Parts of the exercise:
(a) Could you reproduce, word for word, the stretch of the HPLC pigment methodology from "The use of an" through "chlorophyll a (Chl a)."?
(b) Can you resume the HPLC pigment methodology right after its final line?

Methodology for High Performance Liquid Chromatography (HPLC) phytoplankton pigment analysis at the LOV (Laboratoire d’Océanographie de Villefranche sur mer) until 1998.


Sample collection and storage: 2 to 2.8 litres of water are sampled. They are filtered on 25 mm Whatman GF/F glass fibre filters (0.7µm size particle retention) and stored at -25°C until analysis.
Extraction and analysis (under dim light conditions): Filters are extracted at -20°C for half an hour in 3 mL of HPLC-grade methanol containing an internal standard. They are then ground by ultrasonication and returned to the freezer for another half an hour. The extracts are finally clarified through 25 mm Whatman GF/C filters (1.2 µm size particle retention) and analysed on the same day.
The use of an internal standard (-5,8 apocarotenal) was used to correct for possible losses during extraction as well as for the presence of water in the filter.
The method used until 1993 was derived from that of Mantoura and Llewellyn (1983). The general procedure for HPLC pigment analysis, identification and quantification has been described by Claustre et al. (1994). This reversed-phase C18 method, only allowed for a partial resolution of divinyl-chlorophyll a (DV Chl a) from chlorophyll a (Chl a).
For samples from 1994 to 1998, the method described by Vidussi et al. (1996) using a reversed-phase C8 column was applied and a complete resolution between DV Chl a and Chl a and partial resolution between zeaxanthin and lutein were obtained. This method will be described in more detail in this report.
Before 1997, the HPLC system consisted of a LCD Milton Roy pump, a 10 cm (4.6 mm I.D) C18 Hypersil ODS 3 µm column and 2 spectrophotometers (LCD spectro monitor SM 3000 and SM 3100) set respectively at 440 nm and 667 nm. Gradient elutions were as in Williams and Claustre (1991) except that the flow rate was 1 ml.min-1. Peak areas were recorded and calculated using Nelson Analytical software.
Since 1997, the HPLC system comprises a degasser, binary pump, diode array detector set at 440nm and 667 nm (Agilent Technologies 1100 series), a refrigerated autosampler and a fluorescence detector (Thermoquest AS3000 series) and a reversed phase C8, Hypersil MOS, 3µm column (4.6mm x 100 mm), a refrigerated autosampler.  “Chemstation for LC” software (A.06.03) by Agilent Technologies was used.

 

The analytical method was based on a gradient separation between a methanol:ammonium acetate (70:30) mixture and a 100% methanol solution. The main features of the method (Vidussi et al, 1996) since 1994, are summarized as follows:

Flow rate    1 mL/min
Column temperature    ambient
Buffer solution    Ammonium acetate 1N, mixed with sample prior to injection
Time of analysis    19 minutes
Gradient solvents    Solvent A: 70% Methanol + 30% Ammonium acetate 0.5N
Solvent B: 100% Methanol (HPLC grade)

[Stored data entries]
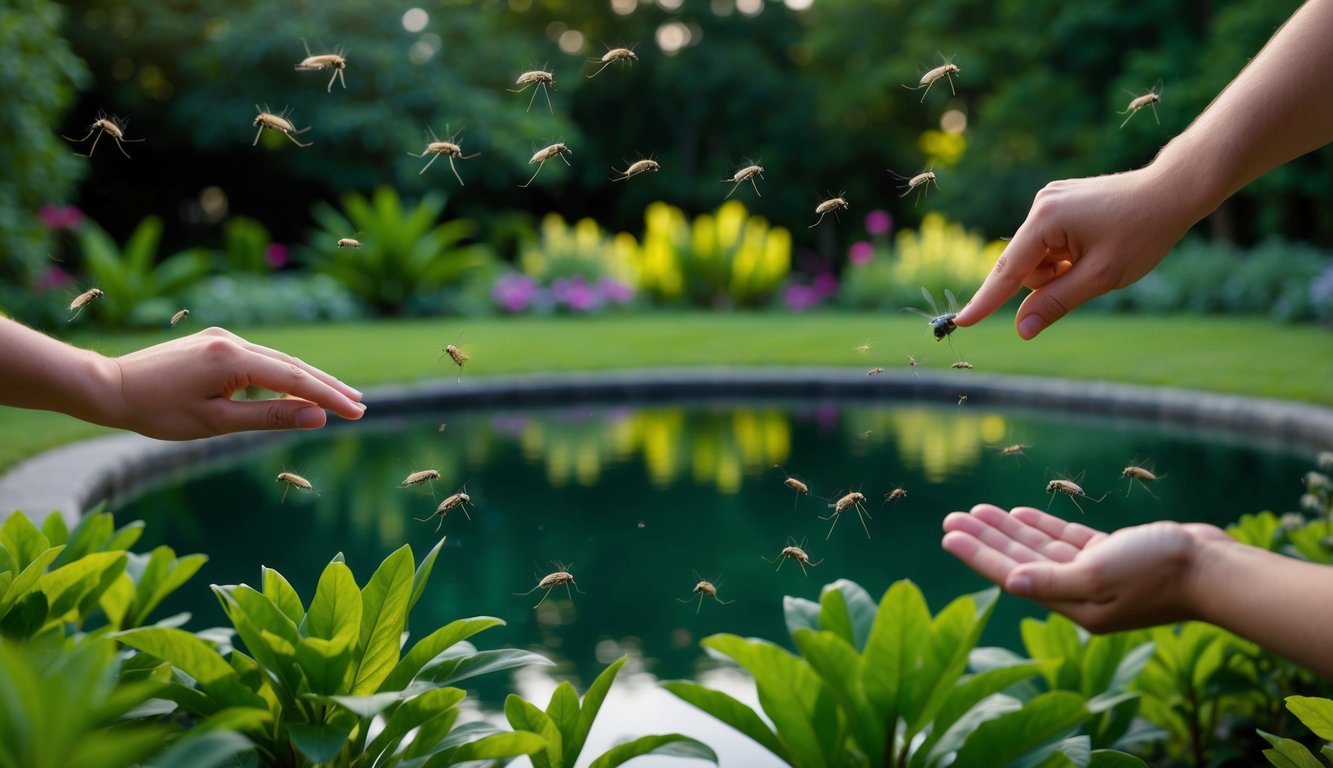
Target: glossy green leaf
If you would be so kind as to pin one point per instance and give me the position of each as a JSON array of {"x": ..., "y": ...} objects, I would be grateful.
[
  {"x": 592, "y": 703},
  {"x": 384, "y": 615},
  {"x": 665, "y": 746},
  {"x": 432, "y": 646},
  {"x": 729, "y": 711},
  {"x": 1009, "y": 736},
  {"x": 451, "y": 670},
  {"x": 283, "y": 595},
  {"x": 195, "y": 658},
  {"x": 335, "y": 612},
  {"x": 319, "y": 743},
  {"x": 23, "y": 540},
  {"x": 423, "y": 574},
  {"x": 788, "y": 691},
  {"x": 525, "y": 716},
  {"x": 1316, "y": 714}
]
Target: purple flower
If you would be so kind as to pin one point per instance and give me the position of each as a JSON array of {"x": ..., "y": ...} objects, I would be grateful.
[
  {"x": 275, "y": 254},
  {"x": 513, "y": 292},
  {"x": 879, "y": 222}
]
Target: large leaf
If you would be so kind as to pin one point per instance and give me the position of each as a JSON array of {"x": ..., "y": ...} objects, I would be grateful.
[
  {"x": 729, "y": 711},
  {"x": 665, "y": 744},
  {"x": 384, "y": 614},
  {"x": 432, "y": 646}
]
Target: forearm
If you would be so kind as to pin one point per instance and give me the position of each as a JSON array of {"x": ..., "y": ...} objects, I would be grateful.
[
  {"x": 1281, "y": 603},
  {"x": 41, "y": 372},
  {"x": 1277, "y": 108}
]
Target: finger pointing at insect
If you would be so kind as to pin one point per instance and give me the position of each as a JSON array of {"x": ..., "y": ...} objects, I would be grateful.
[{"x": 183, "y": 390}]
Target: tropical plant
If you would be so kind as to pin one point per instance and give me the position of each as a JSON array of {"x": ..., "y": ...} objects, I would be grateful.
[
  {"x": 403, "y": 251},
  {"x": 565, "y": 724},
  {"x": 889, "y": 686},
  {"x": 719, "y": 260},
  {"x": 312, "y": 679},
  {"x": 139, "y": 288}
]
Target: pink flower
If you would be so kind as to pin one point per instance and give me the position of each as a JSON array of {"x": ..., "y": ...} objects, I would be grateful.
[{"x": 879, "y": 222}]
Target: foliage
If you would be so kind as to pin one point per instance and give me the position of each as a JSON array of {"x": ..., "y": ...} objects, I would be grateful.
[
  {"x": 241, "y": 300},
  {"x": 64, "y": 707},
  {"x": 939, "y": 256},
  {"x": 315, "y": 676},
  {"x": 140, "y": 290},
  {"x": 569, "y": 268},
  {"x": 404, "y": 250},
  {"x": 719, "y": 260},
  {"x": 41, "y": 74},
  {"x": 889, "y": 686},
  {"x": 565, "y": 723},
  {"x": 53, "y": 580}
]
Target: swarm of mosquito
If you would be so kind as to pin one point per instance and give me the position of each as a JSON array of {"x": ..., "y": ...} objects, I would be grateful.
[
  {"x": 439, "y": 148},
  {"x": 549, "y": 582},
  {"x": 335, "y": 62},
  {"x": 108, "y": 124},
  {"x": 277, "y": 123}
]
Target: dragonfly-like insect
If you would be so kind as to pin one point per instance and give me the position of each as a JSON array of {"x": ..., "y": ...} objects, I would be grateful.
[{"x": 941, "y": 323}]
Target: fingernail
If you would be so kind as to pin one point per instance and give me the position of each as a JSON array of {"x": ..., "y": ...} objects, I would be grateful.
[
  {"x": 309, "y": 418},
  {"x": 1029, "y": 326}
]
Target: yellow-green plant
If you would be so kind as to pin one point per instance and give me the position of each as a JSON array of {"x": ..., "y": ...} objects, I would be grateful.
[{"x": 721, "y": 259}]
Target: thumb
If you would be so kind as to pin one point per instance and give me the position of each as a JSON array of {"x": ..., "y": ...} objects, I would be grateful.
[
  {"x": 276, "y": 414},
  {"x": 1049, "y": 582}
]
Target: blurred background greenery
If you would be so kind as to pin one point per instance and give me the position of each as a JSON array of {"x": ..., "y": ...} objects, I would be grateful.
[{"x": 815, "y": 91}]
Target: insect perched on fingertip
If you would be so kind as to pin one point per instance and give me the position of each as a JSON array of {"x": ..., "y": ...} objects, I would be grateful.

Results for the exercise:
(a)
The use of an internal standard (-5,8 apocarotenal) was used to correct for possible losses during extraction as well as for the presence of water in the filter.
The method used until 1993 was derived from that of Mantoura and Llewellyn (1983). The general procedure for HPLC pigment analysis, identification and quantification has been described by Claustre et al. (1994). This reversed-phase C18 method, only allowed for a partial resolution of divinyl-chlorophyll a (DV Chl a) from chlorophyll a (Chl a).

(b)
Gradient program    t=0 min: 75% A, 25 % B; t=1 min: 50% A, 50% B; t=15 min: 0% A, 100% B; t=18.5 min: 0% A, 100%B; t=19 min: 75% A, 25%B
Injection volume(sample + buffer)    200 µL

Quantification and Calibration: Chlorophylls and carotenoids were detected and quantified (using peak area) from the absorption signal at 440 nm. Identification of pigments was performed with retention-time data and comparison of on-line collected absorption spectra with those of a spectral library established from standards and reference cultures obtained from the Villefranche sur mer and Roscoff culture collections. Array detection was achieved on selected samples until 1993 and on all samples since 1994. Quantification of chlorophyll pigments was also done at 667 nm, especially for chlorophyllid a and phaeophorphid a which tend to coelute with carotenoids at 440 nm.  When two pigments tend to co-elute at a given wavelength, their identification is first done spectrally then they are summed. (Example: chlorophyll c1+c2; or Total chlorophyll b = chlorophyll b + divinyl chlorophyll b)
The different pigments that were quantified are recapitulated in Table 1.

PIGMENTS (IN ORDER OF RETENTION TIME)    DETECTION WAVELENGTH    OBSERVATIONS
1. Chlorophyll c3    440    
2. Chlorophyllide a    667    coelution with chlc1+c2
3. Chlorophyll c1+c2    440    
4. Phaeophorbide    667    coelution with peridinin
5. Peridinin    440    
6. 19’-butanoyloxyfucoxanthin    440    
7. Fucoxanthin    440    
8. 19’-hexanoyloxyfucoxanthin    440    Coelution with prasinoxanthin
9. Neoxanthin + violaxanthin    440    coelution
10. Diadinoxanthin    440    
11. Alloxanthin    440    
12. Diatoxanthin    440    
13. Zeaxanthin    440    
14. Lutein    440    
15. Non-polar chlorophyll c1    440    
16. Total chlorophyll b = chlorophyll b + divinyl chlorophyll b    440, 667    coelution
17. Crocoxanthin    440    
18. Divinyl chlorophyll a    440    
19. Chlorophyll a = chlorophyll a + allomers + epimers    440, 667    
20. Non polar chlorophyll c2    440    
21. Carotenes = α-caroten + β-caroten    440    coelution
22. Phaeophytin a    667    
Table 2: List of pigments detected by HPLC at the LOV, their detection wavelengths and their possible coelution with another pigment.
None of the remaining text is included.